**Extract provided**

Jeff: I'm glad you brought that up because I'm sitting here really a stone's throw from the port of Olympia. It's not container ships, but there are ships that come in that drop off logs, or they pick up logs or something like that from the state forest. I hadn't considered that. That's never been discussed at the local beekeepers meeting that I'm aware of. That's something to think about. Now I'm going to lay awake thinking about that at night, too.
Becky: One more thing to worry about.
Jeff: One more thing. I can't believe how fast this time has gone. I've thoroughly enjoyed listening to you and the information you have. I'd love to have you back at a later date to talk about all the other things that you're working on. Small hive beetles, one of them, that I'd like to discuss a little bit further. If we may beg to have you come back at a later date, and we'll talk a little bit more.
Lewis: Absolutely. Look forward to it.
Becky: Thanks so much, Lewis.
Lewis: All right. Thank you both.
[music]
Jeff: I thought I had a lot to worry about before we started talking about the port of Olympia and the threat of all those container ships. I don't know, Becky.
Becky: He delivered it in such a calm voice that, luckily, it was so calm you didn't panic and start establishing a quarantine around your apiary. It's something to think about, isn't it?
Jeff: Never considered it. Never considered it.
Becky: I think that it was such a good conversation to not only learn about an ongoing active potential eradication and then the subsequent scientific research that needs to be done in order to understand and better implement it. Then also, maybe put ourselves on guard and make sure that we're not going to be part of the next potential pest or pathogen invasion.
Jeff: I'm glad we have researchers like Lewis and all the other guests we've had on that give us this great perspective and have an understanding that will help keep us all out of trouble and bees healthy.
Becky: Well said.
Jeff: Well, that about wraps it up for this episode. Before we go, I want to encourage our listeners to follow us and rate us five stars on Apple Podcast or wherever you download and stream the show. Even better, write a review and let other beekeepers looking for a new podcast know what you like. You can get there directly from our website by clicking on the Reviews tab along the top of any webpage.
We want to thank Better Bee and our regular longtime sponsors, Global Patties, Strong Microbials, and Northern Bee Books for their generous support. Finally, and most importantly, we want to thank you, the Beekeeping Today Podcast listener, for joining us on this show. Feel free to leave us questions and comments on our website. We'd love to hear from you. Thanks a lot, everybody.
[00:51:33] [END OF AUDIO]

Lewis J Bartlett
Professor
Dr. Lewis J. Bartlett is an Assistant Professor in the Department of Entomology at the University of Georgia (UGA), with a joint appointment at the Odum School of Ecology. He earned his Ph.D. in Biosciences from the University of Exeter in 2019 and holds a B.A. in Natural Sciences (Zoology) from the University of Cambridge. Dr. Bartlett's research focuses on the evolutionary ecology of infectious diseases, particularly in pollinators like honey bees. His work examines how changes in host ecology influence the evolution of pathogens and parasites, with implications for both managed and wild bee populations. He has published extensively on topics such as viral infections, host-parasite interactions, and the impacts of apiculture practices on bee health.
Dr. Bartlett is also the Director of the UGA Bee Lab, where he collaborates with beekeepers to develop strategies for improving pollinator health. He has been beekeeping for 13+ years, first learning how to keep bees in his native homeland of Yorkshire, England, before managing colonies across the UK and then further afield in California and Georgia in the USA.

**Problem 1**
Name every sponsor thanked for its support in the beekeeping podcast excerpt.
**Problem 2**
Repeat word for word the passage of the beekeeping podcast excerpt that opens with the words "Jeff: I'm glad we" and closes with "Becky: Well said.".
The entries after this point are material separate from the beekeeping podcast excerpt.

**Extracted information**
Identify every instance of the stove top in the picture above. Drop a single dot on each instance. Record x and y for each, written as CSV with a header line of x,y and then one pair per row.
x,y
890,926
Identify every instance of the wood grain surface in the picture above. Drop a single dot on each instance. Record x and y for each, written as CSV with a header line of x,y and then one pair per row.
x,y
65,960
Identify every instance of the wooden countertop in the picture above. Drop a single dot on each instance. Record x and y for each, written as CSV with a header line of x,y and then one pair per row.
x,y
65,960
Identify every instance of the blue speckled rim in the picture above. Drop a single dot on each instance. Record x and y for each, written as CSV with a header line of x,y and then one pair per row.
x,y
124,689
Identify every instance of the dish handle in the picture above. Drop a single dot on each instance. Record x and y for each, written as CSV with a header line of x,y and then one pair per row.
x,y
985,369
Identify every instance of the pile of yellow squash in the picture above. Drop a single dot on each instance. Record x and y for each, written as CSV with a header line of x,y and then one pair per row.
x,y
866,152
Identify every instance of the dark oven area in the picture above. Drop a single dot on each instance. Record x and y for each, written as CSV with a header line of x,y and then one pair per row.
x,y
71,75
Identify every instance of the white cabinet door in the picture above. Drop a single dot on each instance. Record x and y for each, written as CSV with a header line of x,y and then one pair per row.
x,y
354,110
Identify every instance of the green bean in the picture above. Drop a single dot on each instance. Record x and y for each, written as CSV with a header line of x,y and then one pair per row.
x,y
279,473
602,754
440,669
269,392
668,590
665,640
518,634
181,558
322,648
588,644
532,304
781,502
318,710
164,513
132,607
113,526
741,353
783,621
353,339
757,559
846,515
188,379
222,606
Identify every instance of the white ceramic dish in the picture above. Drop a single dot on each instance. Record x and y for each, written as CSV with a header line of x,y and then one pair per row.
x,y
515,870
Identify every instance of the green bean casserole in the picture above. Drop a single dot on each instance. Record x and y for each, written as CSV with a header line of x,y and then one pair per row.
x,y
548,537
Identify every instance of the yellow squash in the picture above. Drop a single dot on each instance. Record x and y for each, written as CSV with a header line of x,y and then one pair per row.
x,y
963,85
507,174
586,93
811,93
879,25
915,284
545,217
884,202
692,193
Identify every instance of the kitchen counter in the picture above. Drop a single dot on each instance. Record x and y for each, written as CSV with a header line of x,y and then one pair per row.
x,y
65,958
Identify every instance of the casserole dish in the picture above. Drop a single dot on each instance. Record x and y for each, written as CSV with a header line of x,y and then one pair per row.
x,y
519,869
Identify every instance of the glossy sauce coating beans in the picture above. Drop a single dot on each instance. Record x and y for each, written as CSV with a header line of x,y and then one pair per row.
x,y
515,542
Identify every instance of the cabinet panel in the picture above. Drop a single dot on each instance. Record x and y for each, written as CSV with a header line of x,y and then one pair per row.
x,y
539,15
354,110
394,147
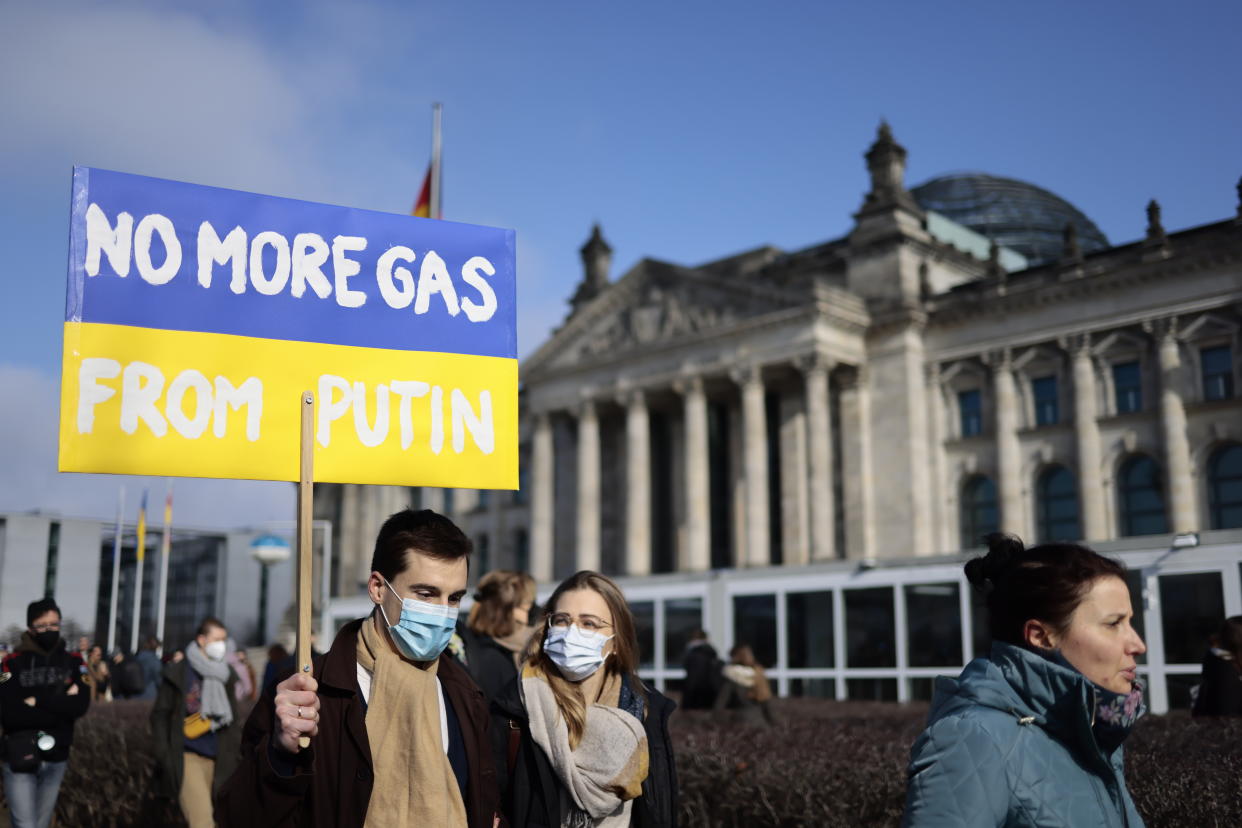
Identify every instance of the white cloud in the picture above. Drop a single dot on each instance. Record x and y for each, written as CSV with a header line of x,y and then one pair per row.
x,y
155,91
29,421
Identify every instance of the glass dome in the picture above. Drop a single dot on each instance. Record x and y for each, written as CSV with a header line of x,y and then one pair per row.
x,y
1014,214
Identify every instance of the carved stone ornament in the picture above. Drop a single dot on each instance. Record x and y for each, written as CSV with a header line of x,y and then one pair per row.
x,y
658,315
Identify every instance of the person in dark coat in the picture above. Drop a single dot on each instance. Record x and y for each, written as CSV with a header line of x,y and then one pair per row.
x,y
195,726
1220,689
44,692
744,688
399,731
703,673
498,630
579,739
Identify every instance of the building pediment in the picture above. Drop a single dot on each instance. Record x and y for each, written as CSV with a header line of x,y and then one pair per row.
x,y
653,304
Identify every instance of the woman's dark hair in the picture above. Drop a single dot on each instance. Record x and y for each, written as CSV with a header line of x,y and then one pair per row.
x,y
421,531
1045,582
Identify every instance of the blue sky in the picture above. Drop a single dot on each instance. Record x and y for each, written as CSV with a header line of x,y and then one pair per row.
x,y
688,129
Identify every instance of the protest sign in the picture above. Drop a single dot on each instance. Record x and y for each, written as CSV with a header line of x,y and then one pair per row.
x,y
195,317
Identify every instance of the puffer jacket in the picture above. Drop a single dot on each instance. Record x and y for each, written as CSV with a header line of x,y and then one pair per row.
x,y
1009,742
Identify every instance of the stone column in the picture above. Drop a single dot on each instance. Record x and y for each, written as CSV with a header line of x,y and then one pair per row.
x,y
939,499
1173,423
542,500
856,464
1091,483
819,461
698,494
1009,458
588,487
754,447
637,515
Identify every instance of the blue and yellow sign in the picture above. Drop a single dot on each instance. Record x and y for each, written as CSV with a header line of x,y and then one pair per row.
x,y
195,318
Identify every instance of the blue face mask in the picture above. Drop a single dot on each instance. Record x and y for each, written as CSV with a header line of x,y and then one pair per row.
x,y
424,630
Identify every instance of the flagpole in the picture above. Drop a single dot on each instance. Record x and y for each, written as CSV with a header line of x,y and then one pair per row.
x,y
138,572
165,549
116,570
435,211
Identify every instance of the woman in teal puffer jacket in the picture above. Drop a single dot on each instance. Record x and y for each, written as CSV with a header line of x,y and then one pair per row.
x,y
1032,734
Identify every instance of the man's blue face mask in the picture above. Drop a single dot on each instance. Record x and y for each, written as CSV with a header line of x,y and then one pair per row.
x,y
424,630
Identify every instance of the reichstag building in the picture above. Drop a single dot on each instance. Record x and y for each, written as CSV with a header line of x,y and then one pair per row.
x,y
796,450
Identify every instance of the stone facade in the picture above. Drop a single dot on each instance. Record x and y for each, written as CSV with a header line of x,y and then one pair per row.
x,y
879,395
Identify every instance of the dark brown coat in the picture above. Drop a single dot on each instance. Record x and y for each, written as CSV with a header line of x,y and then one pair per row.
x,y
332,781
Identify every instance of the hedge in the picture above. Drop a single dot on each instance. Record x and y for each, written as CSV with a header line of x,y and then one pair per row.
x,y
822,764
843,764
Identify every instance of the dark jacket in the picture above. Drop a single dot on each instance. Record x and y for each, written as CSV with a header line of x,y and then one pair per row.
x,y
703,677
530,793
153,672
168,734
330,781
488,662
46,677
1220,689
1010,742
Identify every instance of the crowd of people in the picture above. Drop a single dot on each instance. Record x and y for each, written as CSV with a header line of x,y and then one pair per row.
x,y
535,716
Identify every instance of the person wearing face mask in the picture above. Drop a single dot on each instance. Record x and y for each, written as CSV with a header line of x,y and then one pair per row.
x,y
580,740
194,725
398,730
42,693
1031,735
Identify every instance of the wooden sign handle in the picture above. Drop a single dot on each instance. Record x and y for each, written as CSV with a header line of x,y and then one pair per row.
x,y
306,499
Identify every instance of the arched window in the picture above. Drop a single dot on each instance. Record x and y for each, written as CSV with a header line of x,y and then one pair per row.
x,y
1057,505
1143,509
1225,487
978,510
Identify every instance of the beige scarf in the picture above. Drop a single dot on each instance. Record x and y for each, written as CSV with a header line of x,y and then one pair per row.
x,y
414,781
601,777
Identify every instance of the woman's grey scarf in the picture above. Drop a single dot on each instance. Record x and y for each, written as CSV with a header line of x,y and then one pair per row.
x,y
215,695
604,774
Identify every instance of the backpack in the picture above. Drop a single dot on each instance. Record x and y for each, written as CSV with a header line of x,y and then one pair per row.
x,y
128,680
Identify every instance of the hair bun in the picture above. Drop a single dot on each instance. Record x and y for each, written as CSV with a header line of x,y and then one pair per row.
x,y
1002,551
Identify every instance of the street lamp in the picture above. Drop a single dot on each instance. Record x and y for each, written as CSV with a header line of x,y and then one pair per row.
x,y
267,550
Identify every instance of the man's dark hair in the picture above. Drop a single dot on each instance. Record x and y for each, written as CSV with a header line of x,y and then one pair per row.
x,y
40,607
210,623
421,531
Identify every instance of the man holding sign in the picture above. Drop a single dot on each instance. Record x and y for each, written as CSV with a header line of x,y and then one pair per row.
x,y
398,729
195,320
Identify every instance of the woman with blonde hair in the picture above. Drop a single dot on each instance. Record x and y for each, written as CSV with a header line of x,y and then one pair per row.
x,y
580,740
498,628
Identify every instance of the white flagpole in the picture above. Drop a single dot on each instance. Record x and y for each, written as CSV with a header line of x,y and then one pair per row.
x,y
435,207
165,550
138,574
116,570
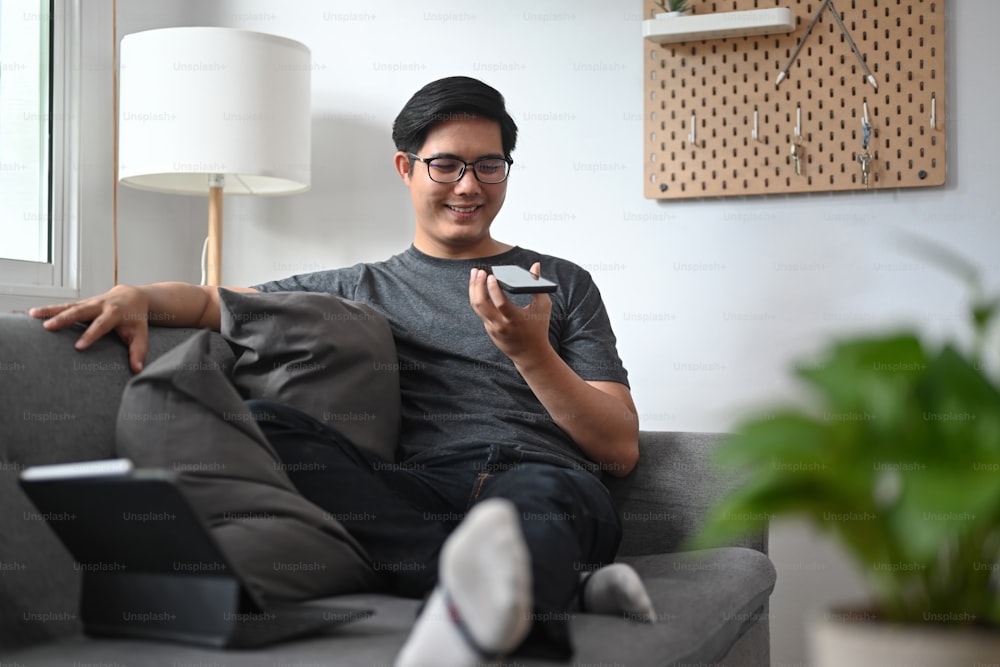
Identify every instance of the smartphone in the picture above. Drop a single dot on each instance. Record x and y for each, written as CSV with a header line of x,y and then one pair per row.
x,y
515,280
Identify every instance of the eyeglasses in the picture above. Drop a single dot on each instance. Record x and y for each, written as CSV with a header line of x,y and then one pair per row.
x,y
491,170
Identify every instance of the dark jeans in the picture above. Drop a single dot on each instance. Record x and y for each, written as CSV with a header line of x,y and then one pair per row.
x,y
401,513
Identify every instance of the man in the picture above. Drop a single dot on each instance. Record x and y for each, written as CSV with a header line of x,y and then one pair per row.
x,y
512,406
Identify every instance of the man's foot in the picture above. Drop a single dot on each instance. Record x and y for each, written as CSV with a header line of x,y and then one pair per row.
x,y
482,607
615,590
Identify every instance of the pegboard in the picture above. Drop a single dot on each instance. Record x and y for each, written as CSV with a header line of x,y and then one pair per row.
x,y
719,84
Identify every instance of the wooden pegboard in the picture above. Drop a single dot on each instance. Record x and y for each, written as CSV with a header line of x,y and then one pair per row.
x,y
721,82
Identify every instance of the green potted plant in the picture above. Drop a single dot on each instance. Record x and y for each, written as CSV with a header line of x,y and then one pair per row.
x,y
896,453
672,8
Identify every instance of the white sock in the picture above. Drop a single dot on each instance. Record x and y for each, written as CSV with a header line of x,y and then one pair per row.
x,y
616,589
485,571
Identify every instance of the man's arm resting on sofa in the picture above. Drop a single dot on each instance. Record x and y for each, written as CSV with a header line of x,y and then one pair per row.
x,y
128,309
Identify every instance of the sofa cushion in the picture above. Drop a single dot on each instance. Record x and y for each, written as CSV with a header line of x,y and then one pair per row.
x,y
706,600
332,358
182,414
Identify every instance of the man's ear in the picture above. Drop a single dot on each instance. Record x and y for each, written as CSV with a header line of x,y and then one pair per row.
x,y
403,164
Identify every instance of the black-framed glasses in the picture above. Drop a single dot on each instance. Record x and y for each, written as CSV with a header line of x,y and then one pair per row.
x,y
491,170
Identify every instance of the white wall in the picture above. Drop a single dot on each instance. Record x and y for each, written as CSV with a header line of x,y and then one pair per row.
x,y
711,300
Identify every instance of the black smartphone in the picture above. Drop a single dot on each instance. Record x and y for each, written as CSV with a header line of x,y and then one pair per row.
x,y
516,280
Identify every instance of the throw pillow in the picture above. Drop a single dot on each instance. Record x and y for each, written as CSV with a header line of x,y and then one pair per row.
x,y
182,414
332,358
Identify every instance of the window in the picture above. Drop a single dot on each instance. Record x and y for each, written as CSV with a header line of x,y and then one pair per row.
x,y
39,65
25,119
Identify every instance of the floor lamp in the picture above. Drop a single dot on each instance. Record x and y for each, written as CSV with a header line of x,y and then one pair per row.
x,y
214,111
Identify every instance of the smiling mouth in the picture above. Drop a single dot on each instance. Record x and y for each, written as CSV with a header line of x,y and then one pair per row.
x,y
464,210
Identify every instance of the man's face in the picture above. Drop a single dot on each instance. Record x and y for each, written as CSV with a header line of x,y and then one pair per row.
x,y
453,219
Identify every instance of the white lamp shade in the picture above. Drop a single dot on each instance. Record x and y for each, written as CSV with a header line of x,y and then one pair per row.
x,y
199,102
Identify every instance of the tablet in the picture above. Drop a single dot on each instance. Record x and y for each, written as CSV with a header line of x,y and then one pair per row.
x,y
151,568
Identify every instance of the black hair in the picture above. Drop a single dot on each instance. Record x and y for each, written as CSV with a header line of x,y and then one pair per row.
x,y
452,98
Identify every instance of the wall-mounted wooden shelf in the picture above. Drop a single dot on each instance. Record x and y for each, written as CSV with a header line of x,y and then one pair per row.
x,y
718,25
720,123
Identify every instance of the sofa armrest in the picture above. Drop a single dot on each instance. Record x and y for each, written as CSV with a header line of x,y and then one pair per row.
x,y
665,498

**Response area 1**
- Better Bee
- Global Patties
- Strong Microbials
- Northern Bee Books

**Response area 2**
Jeff: I'm glad we have researchers like Lewis and all the other guests we've had on that give us this great perspective and have an understanding that will help keep us all out of trouble and bees healthy.
Becky: Well said.